Report how many lines in the items below contain the string "clicks", treating uppercase and lowercase as different, and give only the number.

***** Data to examine *****

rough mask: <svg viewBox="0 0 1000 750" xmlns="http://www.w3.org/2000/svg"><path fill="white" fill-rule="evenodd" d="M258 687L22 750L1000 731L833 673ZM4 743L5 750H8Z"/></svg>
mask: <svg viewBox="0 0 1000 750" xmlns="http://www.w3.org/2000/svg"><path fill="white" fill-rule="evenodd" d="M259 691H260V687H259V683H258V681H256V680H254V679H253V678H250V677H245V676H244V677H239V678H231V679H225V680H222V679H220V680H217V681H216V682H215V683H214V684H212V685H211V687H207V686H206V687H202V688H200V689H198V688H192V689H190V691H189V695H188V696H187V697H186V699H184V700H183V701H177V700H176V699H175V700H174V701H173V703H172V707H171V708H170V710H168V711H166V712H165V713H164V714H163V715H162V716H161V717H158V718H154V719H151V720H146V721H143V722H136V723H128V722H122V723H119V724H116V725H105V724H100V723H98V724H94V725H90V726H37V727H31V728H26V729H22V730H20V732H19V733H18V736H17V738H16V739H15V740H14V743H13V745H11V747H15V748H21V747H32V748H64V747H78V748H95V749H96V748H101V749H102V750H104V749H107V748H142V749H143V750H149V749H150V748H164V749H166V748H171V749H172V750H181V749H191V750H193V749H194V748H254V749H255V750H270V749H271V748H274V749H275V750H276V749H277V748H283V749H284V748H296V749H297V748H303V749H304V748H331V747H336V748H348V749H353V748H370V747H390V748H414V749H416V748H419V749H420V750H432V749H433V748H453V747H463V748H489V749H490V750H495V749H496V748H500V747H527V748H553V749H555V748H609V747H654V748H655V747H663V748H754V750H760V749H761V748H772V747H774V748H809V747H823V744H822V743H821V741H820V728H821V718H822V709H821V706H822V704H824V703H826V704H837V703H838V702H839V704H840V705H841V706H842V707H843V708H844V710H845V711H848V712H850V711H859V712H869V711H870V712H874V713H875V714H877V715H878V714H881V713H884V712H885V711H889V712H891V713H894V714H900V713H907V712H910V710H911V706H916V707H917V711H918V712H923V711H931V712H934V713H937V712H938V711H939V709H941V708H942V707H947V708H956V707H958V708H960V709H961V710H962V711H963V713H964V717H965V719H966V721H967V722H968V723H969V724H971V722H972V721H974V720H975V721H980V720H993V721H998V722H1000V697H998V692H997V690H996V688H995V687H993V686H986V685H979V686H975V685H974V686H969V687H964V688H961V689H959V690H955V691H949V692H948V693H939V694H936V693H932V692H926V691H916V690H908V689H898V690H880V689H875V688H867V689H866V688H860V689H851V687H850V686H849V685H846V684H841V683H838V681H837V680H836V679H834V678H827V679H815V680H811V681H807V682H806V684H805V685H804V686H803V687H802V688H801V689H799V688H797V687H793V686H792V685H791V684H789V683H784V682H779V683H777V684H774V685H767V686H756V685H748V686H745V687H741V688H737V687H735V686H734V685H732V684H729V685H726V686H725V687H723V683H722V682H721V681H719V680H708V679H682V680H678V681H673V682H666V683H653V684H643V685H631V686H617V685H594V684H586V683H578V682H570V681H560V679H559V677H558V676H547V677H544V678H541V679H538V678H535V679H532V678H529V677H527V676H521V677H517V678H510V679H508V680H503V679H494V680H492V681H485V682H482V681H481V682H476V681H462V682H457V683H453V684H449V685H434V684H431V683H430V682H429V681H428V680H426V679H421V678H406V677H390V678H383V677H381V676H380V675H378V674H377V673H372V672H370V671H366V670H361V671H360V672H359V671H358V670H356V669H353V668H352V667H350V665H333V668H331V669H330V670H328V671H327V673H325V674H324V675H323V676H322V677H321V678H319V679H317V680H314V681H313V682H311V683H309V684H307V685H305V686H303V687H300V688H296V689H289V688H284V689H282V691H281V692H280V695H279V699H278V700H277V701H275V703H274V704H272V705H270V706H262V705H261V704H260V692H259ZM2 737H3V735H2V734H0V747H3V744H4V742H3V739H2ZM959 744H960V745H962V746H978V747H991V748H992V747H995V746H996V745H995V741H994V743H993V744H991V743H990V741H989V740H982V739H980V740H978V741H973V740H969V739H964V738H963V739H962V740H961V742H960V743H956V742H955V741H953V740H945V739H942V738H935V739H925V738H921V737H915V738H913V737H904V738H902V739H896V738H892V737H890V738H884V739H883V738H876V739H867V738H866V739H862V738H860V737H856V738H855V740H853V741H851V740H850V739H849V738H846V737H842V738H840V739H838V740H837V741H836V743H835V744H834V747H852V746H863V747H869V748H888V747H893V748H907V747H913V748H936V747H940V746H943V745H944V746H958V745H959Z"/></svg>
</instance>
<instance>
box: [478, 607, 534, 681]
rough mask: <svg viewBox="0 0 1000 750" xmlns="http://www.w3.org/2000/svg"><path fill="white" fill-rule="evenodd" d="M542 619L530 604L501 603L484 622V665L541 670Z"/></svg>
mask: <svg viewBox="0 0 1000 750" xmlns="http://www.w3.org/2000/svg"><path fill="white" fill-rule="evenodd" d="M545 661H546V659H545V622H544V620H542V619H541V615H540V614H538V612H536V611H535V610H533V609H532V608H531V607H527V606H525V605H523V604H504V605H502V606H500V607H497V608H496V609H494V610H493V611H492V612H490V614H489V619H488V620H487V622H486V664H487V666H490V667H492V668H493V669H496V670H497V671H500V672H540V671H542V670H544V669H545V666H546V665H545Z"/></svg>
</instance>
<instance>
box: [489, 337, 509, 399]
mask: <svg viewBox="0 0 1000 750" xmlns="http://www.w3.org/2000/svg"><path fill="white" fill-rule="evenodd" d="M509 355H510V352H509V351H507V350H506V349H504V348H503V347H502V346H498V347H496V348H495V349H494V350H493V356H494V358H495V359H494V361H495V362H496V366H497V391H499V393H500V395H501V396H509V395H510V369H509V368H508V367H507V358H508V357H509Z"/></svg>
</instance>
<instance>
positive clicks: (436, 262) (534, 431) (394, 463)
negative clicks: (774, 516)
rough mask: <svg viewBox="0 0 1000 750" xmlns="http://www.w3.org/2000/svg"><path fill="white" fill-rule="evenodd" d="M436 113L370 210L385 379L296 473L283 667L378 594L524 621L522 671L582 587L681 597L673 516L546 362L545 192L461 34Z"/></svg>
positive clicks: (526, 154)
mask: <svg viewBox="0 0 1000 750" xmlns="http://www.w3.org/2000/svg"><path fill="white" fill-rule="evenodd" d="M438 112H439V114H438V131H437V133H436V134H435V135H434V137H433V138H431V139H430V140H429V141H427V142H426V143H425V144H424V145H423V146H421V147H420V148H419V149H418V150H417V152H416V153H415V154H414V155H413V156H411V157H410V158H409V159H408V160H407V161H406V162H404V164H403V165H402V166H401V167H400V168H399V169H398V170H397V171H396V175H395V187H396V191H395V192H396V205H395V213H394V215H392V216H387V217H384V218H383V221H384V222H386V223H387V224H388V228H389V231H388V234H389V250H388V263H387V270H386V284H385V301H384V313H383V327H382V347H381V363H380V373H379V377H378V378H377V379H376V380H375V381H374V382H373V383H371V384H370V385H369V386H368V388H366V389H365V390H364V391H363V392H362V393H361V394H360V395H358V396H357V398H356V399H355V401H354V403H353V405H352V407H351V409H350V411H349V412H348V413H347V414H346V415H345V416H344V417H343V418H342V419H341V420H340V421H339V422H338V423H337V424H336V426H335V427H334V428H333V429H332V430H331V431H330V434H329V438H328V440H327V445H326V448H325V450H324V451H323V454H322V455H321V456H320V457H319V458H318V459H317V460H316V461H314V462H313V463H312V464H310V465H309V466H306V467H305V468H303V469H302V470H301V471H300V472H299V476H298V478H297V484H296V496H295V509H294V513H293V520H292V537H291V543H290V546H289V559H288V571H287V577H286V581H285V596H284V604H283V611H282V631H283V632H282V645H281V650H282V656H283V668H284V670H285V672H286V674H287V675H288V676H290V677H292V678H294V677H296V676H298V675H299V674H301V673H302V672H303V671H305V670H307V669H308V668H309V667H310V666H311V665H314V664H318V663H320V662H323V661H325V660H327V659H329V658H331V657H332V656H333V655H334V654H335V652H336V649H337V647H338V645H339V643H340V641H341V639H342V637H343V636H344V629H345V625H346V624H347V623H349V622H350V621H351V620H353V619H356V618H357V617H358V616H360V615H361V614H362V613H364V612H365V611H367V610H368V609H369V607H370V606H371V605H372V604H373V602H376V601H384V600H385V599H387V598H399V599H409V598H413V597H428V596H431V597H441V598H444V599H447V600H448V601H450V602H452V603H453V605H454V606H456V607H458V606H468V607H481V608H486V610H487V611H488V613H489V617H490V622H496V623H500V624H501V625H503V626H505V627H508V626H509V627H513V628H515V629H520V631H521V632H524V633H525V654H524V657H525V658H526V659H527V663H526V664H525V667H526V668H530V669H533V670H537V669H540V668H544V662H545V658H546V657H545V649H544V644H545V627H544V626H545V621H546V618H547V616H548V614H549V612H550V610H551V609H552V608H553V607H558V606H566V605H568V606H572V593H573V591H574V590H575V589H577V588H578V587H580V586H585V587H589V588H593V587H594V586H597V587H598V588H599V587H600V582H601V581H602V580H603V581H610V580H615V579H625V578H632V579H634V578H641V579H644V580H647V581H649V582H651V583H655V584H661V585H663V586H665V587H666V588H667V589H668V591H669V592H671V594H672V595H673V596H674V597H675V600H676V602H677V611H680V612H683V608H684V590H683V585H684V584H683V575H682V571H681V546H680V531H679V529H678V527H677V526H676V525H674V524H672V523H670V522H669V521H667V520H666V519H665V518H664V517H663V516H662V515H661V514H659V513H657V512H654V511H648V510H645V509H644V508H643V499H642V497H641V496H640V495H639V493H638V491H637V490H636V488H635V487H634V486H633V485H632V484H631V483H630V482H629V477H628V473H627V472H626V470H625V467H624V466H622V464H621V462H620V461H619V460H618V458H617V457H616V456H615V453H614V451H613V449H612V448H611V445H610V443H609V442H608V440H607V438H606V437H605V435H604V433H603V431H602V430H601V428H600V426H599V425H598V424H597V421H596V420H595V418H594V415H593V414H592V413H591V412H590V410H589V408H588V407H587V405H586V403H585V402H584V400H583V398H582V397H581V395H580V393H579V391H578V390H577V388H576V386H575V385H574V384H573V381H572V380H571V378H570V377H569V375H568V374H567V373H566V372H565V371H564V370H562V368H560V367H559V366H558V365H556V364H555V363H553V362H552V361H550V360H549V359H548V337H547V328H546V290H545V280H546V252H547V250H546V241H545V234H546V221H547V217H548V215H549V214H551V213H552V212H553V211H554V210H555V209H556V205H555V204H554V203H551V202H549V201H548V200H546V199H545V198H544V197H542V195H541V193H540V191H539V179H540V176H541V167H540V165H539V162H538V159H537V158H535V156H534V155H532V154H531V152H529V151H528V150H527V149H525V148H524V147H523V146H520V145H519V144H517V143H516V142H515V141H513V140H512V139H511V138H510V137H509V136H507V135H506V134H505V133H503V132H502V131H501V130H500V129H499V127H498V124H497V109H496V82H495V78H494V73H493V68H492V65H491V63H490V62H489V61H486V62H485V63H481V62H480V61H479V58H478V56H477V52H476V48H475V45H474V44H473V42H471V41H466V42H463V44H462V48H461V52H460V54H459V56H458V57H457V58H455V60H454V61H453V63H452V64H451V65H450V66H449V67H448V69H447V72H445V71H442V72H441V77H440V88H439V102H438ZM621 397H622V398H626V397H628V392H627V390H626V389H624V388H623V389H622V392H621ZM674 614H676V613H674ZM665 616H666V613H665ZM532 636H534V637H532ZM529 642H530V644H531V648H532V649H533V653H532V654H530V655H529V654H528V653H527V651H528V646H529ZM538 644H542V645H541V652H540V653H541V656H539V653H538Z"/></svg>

*****

Exercise output:
3